__SOURCE PASSAGE__:
Expanding f(z) with Powers of z-1

[Dustinsfl]

How do I expand $\displaystyle f(z) =\frac{2z + 3}{z + 1}$ in powers of $z-1$?

 

[Fernando Revilla]

Use the substitution $u=z-1$ .

 

[Dustinsfl]

Use the substitution $u=z-1$ .

Where does the $u$ go?

 

[pickslides]

z=u+1, now find f(z)= f(u+1)

 

[Dustinsfl]

So $\displaystyle f(z) = f(u + 1) = \frac{2u + 5}{u + 2}$.

I am a little confused. How do I expand this to find the radius of convergence? By a Taylor series?

__DATA LINES__:

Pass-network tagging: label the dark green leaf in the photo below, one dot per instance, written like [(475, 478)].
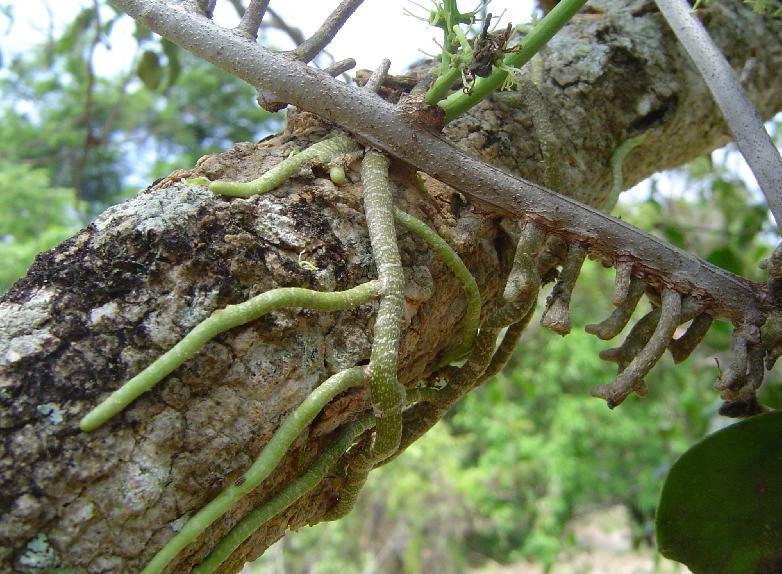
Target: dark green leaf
[(149, 70), (720, 510)]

__PROBLEM__: Reproduce the forum thread above on expanding f(z) in powers of z-1 in full, word for word.

__SOLUTION TO THIS TASK__:
Expanding f(z) with Powers of z-1

[Dustinsfl]

How do I expand $\displaystyle f(z) =\frac{2z + 3}{z + 1}$ in powers of $z-1$?

 

[Fernando Revilla]

Use the substitution $u=z-1$ .

 

[Dustinsfl]

Use the substitution $u=z-1$ .

Where does the $u$ go?

 

[pickslides]

z=u+1, now find f(z)= f(u+1)

 

[Dustinsfl]

So $\displaystyle f(z) = f(u + 1) = \frac{2u + 5}{u + 2}$.

I am a little confused. How do I expand this to find the radius of convergence? By a Taylor series?